╭──
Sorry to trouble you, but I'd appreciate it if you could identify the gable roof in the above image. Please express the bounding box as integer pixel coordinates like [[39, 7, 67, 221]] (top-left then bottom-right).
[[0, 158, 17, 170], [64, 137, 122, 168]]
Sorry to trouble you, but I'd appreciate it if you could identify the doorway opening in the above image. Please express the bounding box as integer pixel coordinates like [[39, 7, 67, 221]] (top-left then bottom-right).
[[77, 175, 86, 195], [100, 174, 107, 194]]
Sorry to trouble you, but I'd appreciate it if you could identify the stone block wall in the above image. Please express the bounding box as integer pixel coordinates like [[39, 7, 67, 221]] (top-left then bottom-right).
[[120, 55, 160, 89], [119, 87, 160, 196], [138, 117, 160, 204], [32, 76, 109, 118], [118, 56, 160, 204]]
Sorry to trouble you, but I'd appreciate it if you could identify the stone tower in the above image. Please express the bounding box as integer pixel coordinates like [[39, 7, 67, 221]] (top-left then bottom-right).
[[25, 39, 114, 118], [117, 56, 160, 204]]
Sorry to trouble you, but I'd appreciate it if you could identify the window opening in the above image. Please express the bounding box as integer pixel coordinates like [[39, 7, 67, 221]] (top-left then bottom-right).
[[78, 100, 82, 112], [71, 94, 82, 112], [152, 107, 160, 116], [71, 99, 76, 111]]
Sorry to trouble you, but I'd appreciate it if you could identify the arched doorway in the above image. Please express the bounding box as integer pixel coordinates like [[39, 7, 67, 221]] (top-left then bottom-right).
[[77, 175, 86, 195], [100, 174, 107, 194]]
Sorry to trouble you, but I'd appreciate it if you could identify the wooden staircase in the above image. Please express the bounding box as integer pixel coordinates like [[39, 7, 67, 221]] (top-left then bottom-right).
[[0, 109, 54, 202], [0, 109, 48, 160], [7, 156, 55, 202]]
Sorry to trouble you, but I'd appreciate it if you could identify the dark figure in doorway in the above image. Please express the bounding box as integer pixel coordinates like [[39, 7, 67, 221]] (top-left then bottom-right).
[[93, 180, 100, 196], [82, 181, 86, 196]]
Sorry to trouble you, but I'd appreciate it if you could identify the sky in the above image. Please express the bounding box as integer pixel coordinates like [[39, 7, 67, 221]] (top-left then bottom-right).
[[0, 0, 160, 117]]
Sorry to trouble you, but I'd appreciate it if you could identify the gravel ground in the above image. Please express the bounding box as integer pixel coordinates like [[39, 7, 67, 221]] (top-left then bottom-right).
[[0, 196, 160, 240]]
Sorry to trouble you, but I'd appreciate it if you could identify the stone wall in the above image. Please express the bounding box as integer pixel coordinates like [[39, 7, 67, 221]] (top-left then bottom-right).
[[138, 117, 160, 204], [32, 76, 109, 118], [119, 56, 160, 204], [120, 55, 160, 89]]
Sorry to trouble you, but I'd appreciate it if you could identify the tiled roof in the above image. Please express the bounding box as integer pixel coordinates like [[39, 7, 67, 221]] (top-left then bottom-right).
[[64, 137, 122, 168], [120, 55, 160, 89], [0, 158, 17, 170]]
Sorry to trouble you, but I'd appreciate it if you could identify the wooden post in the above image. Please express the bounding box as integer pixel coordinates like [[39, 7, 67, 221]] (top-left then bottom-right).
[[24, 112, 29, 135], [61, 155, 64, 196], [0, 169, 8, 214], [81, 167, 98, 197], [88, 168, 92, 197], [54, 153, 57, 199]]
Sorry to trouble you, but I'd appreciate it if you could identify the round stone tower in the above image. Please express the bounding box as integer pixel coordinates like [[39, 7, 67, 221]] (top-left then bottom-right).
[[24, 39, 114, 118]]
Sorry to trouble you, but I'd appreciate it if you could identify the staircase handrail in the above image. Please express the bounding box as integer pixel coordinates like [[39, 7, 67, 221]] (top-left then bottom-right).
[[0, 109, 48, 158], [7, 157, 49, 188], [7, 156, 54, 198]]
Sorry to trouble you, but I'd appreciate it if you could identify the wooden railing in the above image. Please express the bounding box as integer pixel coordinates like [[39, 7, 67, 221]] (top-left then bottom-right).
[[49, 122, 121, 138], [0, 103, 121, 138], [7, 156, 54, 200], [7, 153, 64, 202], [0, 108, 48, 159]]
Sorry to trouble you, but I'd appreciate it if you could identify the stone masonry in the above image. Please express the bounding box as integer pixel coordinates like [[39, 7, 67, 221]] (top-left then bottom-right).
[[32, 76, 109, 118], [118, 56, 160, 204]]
╰──
WORK TO BE COMPLETED →
Copy every record above verbatim, from first to last, including each coordinate list.

THE RESPONSE →
Sorry to trouble you, but I'd appreciate it if you could identify the gable roof in the above image. Please express the bounding box as integer pixel coordinates like [[39, 7, 67, 221]] (top-left then bottom-right).
[[0, 158, 17, 170], [64, 137, 122, 168]]
Sorry to trouble you, but I'd appreciate it if you could identify the doorway opening in the above image. Please express the bounding box as integer pixel coordinates like [[39, 7, 67, 221]] (top-left then bottom-right).
[[77, 175, 86, 195], [100, 174, 107, 194]]
Sorry to trouble you, but I'd appreciate it if you could identify the stone block wall in the above image. Please express the bounding box as integer pixel coordinates like [[39, 7, 67, 221]] (top-left then bottom-right).
[[120, 55, 160, 89], [119, 87, 160, 196], [138, 117, 160, 204], [32, 76, 109, 118], [118, 56, 160, 204]]
Sorry to trouble you, but I'd appreciate it if you could identify the stone tower in the above image. Please express the bounding box as integer pixel coordinates like [[39, 7, 67, 221]] (top-left then bottom-right).
[[25, 39, 114, 118], [117, 56, 160, 204]]
Sorry to trouble you, but I'd appreciate it if you could identify the window opening in the above image. Please express the bounding box as integer pixel coordinates like [[39, 7, 67, 221]] (top-left then bottom-right).
[[78, 100, 82, 112], [71, 94, 82, 112], [152, 107, 160, 116], [71, 99, 76, 111]]
Sorry to trouble you, but I'd appreciate it if you could identify the arched doorway in the above image. Please express the bounding box as integer pixel coordinates like [[39, 7, 67, 221]] (top-left then bottom-right).
[[77, 175, 86, 195], [100, 174, 107, 194]]
Sorry to trouble you, but I'd appreciate it if you could identify the wooden staircase in the above image. Please express the bounding box as integer pixel coordinates like [[39, 7, 67, 221]] (top-left then bottom-right).
[[0, 109, 54, 202], [0, 109, 48, 160], [7, 156, 55, 202]]
Sorry to trouble you, but I'd appreciate it if you could identify the dark figure in doorway in the above image. Please express the bounding box as integer pixel coordinates like [[39, 7, 67, 221]] (top-left then bottom-right).
[[93, 180, 100, 196], [82, 181, 86, 196]]
Sorry to trouble you, but I'd appreciate it if you could identify the sky in the above image. Please express the bounding box as integer pixel coordinates like [[39, 7, 67, 221]] (top-left then bottom-right).
[[0, 0, 160, 117]]
Sorry to trouble you, but I'd appreciate it if you could identify the gravel ground in the above image. Please express the bounding box as integer pixel coordinates like [[39, 7, 67, 221]] (top-left then bottom-right).
[[0, 196, 160, 240]]
Sorry to trouble you, but I'd appreciate it if you could identify the stone wall in the above image. Please express the bounding box as integer pixel coordinates like [[39, 7, 67, 221]] (top-left then bottom-right).
[[138, 117, 160, 204], [32, 76, 109, 118], [119, 56, 160, 204], [120, 55, 160, 89]]
Sorry to trouble you, but I'd appreciate it if you could identify the tiled roof in the above image. Please express the bounding box as integer pixel coordinates like [[39, 7, 67, 221]] (top-left then bottom-right).
[[64, 137, 122, 168], [120, 55, 160, 89], [0, 158, 17, 170]]
Sorry to trouble you, but I'd appreciate it if you could identify the wooden post in the above image. Please express the bounding box as integer pixel coordinates like [[39, 7, 67, 221]] (top-left then bottom-right).
[[24, 112, 29, 135], [61, 155, 64, 196], [0, 169, 8, 214], [81, 167, 98, 197], [88, 168, 92, 197], [54, 153, 57, 199]]
Sorry to trouble you, but I'd appreciate it if you could identify the round stone tower in the above image. Please express the bounding box as integer pixel coordinates like [[39, 7, 67, 221]] (top-left then bottom-right).
[[24, 39, 114, 118]]
Sorry to trouble you, but I'd appreciate it if you could identify the staircase handrail in the above image. Please express the bounding box as integer pixel coordinates like [[39, 7, 67, 221]] (top-left then bottom-right).
[[0, 109, 48, 158], [7, 157, 49, 188], [7, 156, 54, 198]]
Sorry to trouble you, but I'd appreciate it if you could identify the wooden railing in the above image. Please express the bounding box as integer pixel coordinates like [[39, 7, 67, 221]] (top-left then bottom-right).
[[49, 122, 121, 138], [0, 103, 121, 138], [7, 156, 54, 200], [7, 153, 64, 202], [0, 108, 48, 159]]
Sorry to trouble you, but I'd appreciate it if you could identify the stone masonry in the above image. Please express the bounding box as integer pixel coordinates like [[39, 7, 67, 221]] (top-left then bottom-right).
[[32, 76, 109, 118], [118, 56, 160, 204]]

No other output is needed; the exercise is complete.